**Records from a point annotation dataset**
——————————

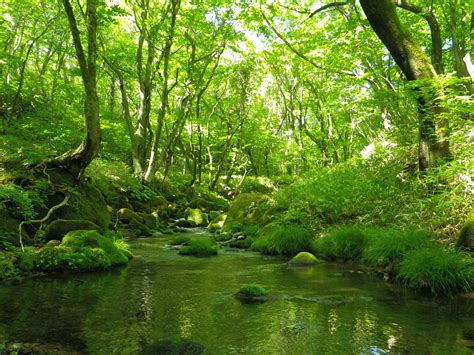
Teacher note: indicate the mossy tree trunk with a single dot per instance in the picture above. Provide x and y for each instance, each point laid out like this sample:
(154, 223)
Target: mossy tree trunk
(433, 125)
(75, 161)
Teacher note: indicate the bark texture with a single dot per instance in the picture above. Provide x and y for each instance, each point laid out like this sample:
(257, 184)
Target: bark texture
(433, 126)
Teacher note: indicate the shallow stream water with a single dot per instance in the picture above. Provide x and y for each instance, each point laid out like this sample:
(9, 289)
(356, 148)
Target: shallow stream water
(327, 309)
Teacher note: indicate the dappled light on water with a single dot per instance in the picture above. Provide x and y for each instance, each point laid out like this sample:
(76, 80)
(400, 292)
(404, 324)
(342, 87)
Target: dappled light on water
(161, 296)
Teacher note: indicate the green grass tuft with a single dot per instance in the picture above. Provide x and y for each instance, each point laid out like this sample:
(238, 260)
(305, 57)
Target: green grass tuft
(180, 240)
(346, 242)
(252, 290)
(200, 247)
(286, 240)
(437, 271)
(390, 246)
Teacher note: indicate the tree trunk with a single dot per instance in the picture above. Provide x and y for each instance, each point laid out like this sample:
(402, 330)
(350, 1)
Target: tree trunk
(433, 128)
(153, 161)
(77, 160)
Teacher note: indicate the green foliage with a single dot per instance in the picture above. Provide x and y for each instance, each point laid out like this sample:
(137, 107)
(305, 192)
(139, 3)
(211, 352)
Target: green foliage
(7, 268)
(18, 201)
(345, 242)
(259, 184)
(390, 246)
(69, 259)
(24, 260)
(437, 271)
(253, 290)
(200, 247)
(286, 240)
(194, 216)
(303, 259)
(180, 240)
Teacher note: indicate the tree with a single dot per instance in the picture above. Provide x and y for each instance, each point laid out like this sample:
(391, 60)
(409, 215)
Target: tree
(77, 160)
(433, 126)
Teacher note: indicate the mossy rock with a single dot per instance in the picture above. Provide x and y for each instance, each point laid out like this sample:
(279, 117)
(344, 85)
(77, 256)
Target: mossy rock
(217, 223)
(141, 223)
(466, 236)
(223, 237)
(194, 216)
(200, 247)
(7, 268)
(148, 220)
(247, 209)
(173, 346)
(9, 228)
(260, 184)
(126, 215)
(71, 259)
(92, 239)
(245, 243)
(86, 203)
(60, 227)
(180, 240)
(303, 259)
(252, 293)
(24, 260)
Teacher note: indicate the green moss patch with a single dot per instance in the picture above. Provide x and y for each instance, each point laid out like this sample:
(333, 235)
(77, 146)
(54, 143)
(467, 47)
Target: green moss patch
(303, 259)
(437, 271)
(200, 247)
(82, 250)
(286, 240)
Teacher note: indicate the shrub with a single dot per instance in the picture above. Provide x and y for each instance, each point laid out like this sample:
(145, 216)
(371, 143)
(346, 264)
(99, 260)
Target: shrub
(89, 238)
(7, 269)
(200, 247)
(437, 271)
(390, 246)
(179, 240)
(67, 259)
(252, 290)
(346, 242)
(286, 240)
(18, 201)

——————————

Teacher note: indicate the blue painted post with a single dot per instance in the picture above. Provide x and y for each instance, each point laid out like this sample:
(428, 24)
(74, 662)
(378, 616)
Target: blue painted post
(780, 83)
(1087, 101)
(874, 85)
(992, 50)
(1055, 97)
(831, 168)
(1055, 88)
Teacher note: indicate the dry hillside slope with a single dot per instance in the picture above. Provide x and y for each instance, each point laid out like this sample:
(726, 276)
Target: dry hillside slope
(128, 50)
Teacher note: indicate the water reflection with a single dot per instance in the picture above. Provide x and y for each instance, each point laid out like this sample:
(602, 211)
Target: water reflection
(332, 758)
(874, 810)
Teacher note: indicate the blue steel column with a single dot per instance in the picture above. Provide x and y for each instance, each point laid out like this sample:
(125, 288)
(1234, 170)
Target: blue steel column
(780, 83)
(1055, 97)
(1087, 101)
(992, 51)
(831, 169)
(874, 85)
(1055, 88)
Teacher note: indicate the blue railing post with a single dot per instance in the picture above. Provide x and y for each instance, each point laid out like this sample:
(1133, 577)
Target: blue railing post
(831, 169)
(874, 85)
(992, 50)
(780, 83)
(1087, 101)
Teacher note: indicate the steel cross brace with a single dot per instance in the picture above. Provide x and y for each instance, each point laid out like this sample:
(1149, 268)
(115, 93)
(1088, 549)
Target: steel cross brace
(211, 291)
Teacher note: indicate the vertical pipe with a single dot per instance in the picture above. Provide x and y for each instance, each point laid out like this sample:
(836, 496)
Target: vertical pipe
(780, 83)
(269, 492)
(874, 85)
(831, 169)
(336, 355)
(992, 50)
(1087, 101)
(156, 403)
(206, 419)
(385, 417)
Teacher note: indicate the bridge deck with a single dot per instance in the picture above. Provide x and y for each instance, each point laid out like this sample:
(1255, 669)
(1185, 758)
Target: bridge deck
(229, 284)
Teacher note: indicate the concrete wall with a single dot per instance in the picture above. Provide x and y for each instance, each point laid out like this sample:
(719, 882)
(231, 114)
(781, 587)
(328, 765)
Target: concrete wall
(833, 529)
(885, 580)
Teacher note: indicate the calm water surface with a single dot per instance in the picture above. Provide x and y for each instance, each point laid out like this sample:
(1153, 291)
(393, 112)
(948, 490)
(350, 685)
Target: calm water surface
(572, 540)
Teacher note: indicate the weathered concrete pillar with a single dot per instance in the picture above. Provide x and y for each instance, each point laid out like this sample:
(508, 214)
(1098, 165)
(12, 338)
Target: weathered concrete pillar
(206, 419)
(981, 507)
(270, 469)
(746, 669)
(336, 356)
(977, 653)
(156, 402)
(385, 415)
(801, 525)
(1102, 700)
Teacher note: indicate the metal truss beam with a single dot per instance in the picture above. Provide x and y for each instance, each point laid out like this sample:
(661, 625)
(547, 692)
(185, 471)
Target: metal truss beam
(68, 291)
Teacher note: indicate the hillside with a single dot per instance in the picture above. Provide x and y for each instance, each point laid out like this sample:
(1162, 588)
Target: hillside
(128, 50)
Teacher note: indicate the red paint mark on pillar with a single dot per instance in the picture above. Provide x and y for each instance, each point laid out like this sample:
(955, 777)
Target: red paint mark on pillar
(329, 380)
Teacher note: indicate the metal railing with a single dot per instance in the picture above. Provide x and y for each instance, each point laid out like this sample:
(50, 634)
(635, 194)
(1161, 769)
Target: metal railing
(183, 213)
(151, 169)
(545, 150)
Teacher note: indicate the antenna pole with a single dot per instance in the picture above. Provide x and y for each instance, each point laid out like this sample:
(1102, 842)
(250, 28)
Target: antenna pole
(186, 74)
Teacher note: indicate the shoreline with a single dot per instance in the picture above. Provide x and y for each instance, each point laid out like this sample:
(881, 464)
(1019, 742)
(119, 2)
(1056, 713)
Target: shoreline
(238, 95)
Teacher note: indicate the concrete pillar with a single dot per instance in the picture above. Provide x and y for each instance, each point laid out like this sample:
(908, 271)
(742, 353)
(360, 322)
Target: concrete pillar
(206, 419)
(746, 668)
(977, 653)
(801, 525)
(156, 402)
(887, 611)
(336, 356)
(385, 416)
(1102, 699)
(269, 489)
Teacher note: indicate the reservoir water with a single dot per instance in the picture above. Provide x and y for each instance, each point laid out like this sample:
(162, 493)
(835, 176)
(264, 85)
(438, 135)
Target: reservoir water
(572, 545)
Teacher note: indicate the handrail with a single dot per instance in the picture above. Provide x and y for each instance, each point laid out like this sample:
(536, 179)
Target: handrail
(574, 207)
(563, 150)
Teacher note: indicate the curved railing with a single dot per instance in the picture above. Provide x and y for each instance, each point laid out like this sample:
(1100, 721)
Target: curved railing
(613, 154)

——————————

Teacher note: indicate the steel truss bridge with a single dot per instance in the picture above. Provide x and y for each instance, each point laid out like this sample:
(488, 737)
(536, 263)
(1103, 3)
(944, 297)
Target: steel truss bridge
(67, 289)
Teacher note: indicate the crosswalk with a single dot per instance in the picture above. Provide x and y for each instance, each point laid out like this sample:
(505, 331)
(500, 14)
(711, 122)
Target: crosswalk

——————————

**OBJECTIVE**
Identify every line in the material above that contains the string "antenna", matching case exactly, and copy each of those lines.

**OUTPUT FOR THIS EXERCISE**
Teacher note: indicate the antenna pole with a single dot per instance in the picture above. Provide x and y for each instance, each point laid out like this sample:
Target: antenna pole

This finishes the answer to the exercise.